======== Supplied data

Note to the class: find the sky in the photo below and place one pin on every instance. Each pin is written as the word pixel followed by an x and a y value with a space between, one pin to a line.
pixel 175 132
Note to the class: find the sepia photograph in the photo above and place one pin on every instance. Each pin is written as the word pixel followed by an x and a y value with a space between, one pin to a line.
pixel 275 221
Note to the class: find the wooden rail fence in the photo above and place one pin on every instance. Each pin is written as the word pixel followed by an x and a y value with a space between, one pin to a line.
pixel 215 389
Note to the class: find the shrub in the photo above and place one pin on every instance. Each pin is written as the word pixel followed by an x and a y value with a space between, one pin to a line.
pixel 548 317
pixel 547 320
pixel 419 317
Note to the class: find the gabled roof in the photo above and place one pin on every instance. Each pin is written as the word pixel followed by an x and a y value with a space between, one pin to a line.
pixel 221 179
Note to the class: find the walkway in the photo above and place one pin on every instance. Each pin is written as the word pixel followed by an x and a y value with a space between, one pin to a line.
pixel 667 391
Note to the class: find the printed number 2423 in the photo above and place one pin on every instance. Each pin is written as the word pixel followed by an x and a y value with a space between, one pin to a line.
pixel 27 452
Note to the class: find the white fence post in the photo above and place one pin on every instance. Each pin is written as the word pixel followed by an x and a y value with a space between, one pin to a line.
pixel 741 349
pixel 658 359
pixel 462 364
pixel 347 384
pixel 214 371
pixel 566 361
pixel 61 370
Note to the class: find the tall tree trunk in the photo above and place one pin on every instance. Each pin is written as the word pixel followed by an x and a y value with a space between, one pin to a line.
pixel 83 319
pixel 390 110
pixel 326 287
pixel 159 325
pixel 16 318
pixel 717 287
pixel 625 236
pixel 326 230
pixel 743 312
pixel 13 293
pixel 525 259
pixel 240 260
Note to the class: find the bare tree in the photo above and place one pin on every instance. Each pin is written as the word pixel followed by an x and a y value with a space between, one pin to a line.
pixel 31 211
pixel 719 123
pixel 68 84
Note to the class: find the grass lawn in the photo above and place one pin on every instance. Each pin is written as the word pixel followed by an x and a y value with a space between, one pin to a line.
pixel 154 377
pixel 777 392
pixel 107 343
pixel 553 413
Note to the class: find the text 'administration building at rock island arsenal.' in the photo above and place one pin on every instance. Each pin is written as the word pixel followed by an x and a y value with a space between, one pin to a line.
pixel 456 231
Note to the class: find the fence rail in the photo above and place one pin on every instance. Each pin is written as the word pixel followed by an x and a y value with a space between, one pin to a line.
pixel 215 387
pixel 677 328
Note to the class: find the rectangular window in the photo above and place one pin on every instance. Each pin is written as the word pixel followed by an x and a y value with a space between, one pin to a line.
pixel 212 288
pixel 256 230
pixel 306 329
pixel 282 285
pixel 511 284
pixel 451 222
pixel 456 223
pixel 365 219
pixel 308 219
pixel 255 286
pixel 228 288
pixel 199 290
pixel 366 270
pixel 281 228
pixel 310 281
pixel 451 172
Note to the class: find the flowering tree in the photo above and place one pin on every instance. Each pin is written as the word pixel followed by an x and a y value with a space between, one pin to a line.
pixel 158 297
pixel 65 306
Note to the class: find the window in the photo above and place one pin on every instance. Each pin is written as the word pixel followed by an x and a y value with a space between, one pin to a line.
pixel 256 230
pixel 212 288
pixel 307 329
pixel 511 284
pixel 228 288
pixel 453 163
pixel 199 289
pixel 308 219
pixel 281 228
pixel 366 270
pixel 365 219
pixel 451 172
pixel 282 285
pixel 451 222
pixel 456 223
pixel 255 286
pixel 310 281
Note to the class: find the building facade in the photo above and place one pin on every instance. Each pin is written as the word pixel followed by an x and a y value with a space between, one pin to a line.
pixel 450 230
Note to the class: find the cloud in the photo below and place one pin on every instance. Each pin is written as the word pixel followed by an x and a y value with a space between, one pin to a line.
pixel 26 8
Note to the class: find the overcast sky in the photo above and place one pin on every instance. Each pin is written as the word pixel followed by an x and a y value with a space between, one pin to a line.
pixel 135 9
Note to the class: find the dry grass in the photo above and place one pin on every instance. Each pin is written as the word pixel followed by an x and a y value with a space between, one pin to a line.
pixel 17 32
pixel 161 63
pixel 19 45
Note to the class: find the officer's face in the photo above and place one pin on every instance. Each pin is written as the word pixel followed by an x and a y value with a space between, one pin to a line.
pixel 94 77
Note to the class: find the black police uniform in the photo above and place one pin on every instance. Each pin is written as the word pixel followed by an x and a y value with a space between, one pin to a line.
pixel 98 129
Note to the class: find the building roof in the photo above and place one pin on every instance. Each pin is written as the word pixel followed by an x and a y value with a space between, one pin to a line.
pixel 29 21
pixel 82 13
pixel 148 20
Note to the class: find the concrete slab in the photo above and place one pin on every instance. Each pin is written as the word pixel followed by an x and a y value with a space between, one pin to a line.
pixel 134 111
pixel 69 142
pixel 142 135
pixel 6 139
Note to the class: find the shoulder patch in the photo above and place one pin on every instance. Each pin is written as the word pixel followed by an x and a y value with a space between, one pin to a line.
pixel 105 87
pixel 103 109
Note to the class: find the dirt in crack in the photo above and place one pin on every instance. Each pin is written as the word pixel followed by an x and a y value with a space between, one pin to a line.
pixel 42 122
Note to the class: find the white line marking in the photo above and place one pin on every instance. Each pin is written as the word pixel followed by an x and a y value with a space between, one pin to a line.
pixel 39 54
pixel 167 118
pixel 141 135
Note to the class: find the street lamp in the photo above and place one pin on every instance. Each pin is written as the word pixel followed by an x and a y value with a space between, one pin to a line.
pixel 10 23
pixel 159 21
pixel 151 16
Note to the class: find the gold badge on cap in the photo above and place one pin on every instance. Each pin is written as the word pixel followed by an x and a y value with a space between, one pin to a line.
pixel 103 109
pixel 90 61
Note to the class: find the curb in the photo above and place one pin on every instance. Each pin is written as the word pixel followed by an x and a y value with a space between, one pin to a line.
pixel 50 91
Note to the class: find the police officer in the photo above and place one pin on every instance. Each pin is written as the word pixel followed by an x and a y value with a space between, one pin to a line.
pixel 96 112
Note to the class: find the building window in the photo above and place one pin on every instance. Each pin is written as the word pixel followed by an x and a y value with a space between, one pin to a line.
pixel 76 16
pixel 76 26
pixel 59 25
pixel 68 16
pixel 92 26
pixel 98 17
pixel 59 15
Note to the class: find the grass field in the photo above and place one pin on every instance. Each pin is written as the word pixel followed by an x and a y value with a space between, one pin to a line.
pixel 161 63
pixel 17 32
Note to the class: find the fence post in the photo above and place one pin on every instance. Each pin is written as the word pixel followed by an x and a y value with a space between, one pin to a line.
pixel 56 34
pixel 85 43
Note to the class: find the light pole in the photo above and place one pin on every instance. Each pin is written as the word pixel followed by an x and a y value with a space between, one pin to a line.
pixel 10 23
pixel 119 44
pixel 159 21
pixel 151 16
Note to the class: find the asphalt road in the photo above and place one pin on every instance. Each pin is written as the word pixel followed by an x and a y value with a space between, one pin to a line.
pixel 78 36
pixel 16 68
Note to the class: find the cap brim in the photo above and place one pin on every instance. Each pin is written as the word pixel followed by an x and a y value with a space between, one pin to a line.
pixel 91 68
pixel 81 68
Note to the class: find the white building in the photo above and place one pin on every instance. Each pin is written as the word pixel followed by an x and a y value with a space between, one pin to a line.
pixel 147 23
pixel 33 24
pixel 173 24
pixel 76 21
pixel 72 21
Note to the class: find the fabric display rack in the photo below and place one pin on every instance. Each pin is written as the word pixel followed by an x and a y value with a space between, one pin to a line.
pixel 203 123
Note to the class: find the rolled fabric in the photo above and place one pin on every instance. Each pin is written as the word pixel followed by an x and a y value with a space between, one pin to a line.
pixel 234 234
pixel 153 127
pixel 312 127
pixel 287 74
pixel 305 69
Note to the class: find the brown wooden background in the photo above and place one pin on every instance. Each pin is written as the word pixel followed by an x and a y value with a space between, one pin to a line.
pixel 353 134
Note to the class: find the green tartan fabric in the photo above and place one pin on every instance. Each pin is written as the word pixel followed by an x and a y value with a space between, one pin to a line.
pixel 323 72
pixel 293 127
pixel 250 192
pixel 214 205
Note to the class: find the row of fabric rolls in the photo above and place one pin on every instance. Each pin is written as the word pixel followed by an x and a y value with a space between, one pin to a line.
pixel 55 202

================

* Required task: Can you write out the stretch from the line containing "Note to the class: find the fence post" through the line containing "pixel 85 43" again, changing "fence post" to "gatepost" and leaving everything else as it is?

* Expected output:
Note to the class: find the gatepost in the photo above and place one pin on every instance. Each pin is written as the word pixel followed by an x and a y value with a space between, one pin to a line.
pixel 56 34
pixel 85 43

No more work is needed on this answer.